- _WRITTEN EXERCISE_
Could you copy out every line of the entries below, starting at the line that contains "Provide the outline of every instance of the asphalt" and ending at the last line of the entries, with each outline coordinate multiplied by 1.4 and rounded to a whole number, halves going up? Keep every other number unchanged, and give only those lines.

--- START DATASET ---

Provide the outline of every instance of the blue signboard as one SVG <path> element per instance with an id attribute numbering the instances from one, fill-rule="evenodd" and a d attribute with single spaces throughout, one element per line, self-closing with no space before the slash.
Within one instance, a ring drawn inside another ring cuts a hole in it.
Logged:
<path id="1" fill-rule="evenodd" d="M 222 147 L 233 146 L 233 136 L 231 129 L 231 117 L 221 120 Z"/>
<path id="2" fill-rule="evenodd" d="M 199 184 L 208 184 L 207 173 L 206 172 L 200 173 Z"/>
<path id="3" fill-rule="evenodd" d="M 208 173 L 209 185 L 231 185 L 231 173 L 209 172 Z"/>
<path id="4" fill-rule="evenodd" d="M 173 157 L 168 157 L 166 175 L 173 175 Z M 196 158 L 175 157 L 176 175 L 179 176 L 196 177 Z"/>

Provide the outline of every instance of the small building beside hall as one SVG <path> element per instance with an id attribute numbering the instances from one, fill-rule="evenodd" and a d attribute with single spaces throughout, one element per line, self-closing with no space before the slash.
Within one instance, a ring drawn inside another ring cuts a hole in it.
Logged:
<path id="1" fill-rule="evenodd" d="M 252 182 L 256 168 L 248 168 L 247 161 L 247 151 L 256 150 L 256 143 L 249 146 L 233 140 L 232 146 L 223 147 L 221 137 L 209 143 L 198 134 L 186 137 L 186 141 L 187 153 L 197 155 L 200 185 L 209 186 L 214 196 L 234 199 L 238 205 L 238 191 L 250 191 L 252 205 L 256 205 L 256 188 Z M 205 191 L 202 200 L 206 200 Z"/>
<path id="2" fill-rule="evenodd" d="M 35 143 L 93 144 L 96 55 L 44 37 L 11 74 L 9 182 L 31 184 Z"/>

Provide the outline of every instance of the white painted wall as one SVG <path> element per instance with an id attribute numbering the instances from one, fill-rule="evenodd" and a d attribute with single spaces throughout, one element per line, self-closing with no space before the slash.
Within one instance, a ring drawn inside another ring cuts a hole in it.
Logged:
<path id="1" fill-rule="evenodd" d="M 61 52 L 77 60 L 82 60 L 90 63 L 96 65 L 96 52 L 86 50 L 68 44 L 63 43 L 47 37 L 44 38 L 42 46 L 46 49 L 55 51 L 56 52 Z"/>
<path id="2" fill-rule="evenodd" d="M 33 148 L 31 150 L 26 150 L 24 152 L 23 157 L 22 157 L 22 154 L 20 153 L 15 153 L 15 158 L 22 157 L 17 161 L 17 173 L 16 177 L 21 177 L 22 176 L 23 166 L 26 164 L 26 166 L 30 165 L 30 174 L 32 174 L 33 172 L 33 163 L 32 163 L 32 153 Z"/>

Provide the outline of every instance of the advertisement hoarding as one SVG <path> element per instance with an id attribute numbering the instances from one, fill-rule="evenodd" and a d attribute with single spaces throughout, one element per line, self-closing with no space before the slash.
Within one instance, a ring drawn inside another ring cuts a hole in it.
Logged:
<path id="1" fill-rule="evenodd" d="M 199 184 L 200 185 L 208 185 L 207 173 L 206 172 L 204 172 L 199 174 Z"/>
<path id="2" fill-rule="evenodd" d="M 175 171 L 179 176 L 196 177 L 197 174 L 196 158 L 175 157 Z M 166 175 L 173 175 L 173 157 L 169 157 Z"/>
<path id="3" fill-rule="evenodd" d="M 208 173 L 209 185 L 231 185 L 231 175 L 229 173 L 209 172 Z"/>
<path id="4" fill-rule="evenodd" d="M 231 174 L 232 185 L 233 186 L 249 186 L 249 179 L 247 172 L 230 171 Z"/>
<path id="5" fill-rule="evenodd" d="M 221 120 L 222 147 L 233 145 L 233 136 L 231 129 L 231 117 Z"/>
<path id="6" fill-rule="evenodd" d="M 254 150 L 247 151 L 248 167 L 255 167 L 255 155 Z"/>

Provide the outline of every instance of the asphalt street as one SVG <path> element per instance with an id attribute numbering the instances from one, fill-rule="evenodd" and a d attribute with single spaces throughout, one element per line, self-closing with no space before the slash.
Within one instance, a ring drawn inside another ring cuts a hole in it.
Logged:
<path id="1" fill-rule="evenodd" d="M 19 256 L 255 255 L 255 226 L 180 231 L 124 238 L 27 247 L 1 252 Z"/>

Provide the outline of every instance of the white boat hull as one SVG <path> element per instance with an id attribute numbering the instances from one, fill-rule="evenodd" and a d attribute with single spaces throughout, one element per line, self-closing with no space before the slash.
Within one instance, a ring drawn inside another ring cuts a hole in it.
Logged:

--- END DATASET ---

- _REPLY TO THE TASK_
Provide the outline of every instance of the asphalt street as one SVG <path> element per instance with an id attribute numbering the instances from one, fill-rule="evenodd" and a d attribute with single spaces throughout, one element per line, self-closing with no space before the slash.
Within one instance, a ring drawn inside another ring cuts a hole in it.
Logged:
<path id="1" fill-rule="evenodd" d="M 27 358 L 357 357 L 357 316 L 252 323 L 174 333 L 38 346 L 1 353 Z"/>

Provide the outline of every instance of the white boat hull as one SVG <path> element per instance with an id attribute numbering the instances from one, fill-rule="evenodd" and a d attribute with single spaces throughout, one element per line, self-closing with no space before the slash.
Within one instance, a ring drawn inside another ring cuts a hole in it.
Logged:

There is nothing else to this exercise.